━━ Records provided ━━

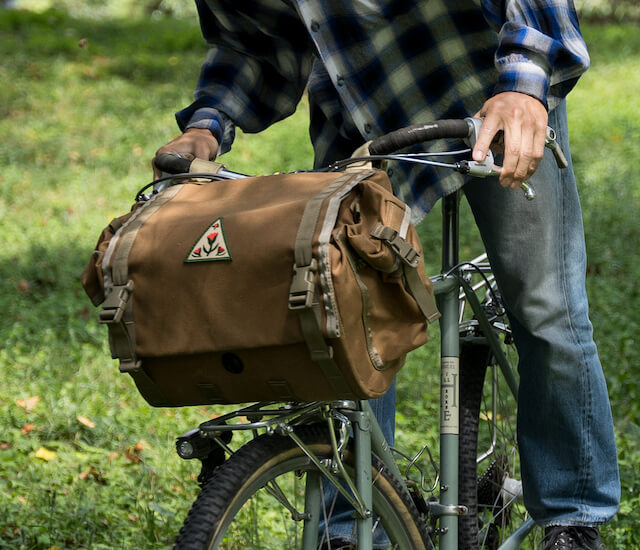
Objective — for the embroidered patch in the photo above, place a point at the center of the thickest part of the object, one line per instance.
(211, 246)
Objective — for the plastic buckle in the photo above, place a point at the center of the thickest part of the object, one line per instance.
(303, 286)
(404, 250)
(115, 304)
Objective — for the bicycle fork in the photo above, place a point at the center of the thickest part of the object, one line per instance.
(449, 305)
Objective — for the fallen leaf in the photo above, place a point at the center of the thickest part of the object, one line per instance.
(86, 421)
(24, 287)
(142, 445)
(29, 403)
(92, 473)
(133, 455)
(45, 454)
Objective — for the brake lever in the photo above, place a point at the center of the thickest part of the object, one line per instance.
(488, 168)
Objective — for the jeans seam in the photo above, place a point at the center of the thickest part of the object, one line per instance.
(586, 419)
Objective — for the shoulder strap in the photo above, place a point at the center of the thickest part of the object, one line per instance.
(117, 309)
(302, 291)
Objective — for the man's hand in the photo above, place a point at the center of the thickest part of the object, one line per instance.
(194, 143)
(523, 121)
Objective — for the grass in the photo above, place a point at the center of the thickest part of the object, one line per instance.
(88, 464)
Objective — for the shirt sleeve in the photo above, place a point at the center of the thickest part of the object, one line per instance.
(541, 51)
(256, 69)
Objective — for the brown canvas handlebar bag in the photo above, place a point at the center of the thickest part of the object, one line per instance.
(307, 286)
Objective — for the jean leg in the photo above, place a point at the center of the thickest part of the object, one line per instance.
(565, 428)
(342, 524)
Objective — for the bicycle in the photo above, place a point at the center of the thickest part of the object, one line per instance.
(300, 451)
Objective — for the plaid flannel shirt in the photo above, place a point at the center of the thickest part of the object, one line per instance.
(372, 66)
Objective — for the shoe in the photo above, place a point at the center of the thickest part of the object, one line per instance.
(338, 544)
(563, 537)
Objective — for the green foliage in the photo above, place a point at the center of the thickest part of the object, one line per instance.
(84, 103)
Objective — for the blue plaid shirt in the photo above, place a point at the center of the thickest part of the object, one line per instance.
(371, 66)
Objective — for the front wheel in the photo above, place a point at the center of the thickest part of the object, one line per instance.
(489, 482)
(256, 500)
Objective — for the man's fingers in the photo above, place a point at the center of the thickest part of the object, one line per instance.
(487, 133)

━━━

Task details – All entries need to be duplicated exactly, apart from the images.

Task solution –
Objective — for the embroidered patch in the photo above, place a point at the center of the thickest part of the object, one line per instance.
(211, 246)
Objective — for the plastic buckle in the photo above, place a point at the center of the thickest part of the object, one line per instance.
(303, 286)
(404, 250)
(115, 304)
Objective — for the bicycle fork in the photo above, place a point at the center of the thickest part of the object, one line per instance.
(449, 305)
Objective — for the fallen leaf in the photo above, place a point at the center of the thickest part of the object, one line per instance.
(86, 421)
(24, 287)
(142, 445)
(29, 403)
(92, 473)
(133, 455)
(45, 454)
Objective — for the brake lever in the photo above, place a point at the center of the thickest part of the object, one line per instance.
(488, 168)
Objective — for the jeans seam in the photo above, place a point at the center of the thickest part of the object, one line per instance.
(586, 419)
Objective — for the shoulder strap in the photo above, place a point at the center of the thickest part of the object, one line per instance.
(117, 309)
(302, 291)
Objective — for the man's hand in the photo above, place a point at the center of the thickest part of the object, one line per instance.
(194, 143)
(523, 121)
Objective — for the grass in the photo above, place a point at the center of the thickest part of the object, one line per instance.
(88, 464)
Objective — for the shirt sleeve in the photo above, place a point at the center of the thickest part of the object, one line per instance.
(541, 51)
(256, 69)
Objective — for the brown canvas handlebar bag in the photo above, place a point at the center of the thickest part of the object, one line per instance.
(307, 286)
Objective — for the jean leg in the photo above, place a point at the center of the thickest part of the object, one line per instance.
(565, 428)
(342, 524)
Objective — for the bicycle in the photo above, place a point at the center of the thickest part of the object, one line per instance.
(300, 451)
Objective — for the plaid flannel shirt in the photo above, place a point at the center of the thickest part of the object, one line per instance.
(372, 66)
Objective — for the shoe in the photo above, place a point at the center of the thickest part of the object, one line per instance.
(338, 544)
(563, 537)
Objective — for the green foliage in the photo above, place a point at the center of the thickest part of the object, one line per instance.
(84, 103)
Objective — for the blue plaid shirt in the photo above, place a point at the center of the thickest part of the object, one line per instance.
(371, 66)
Objective — for the front wheel in the photo above, place a point at the center of the thickest part of the object, one line per instance.
(489, 482)
(256, 500)
Objective — for the man's fingers in the photo above, place a point at the center of the thickest part of the object, one line per instance.
(487, 133)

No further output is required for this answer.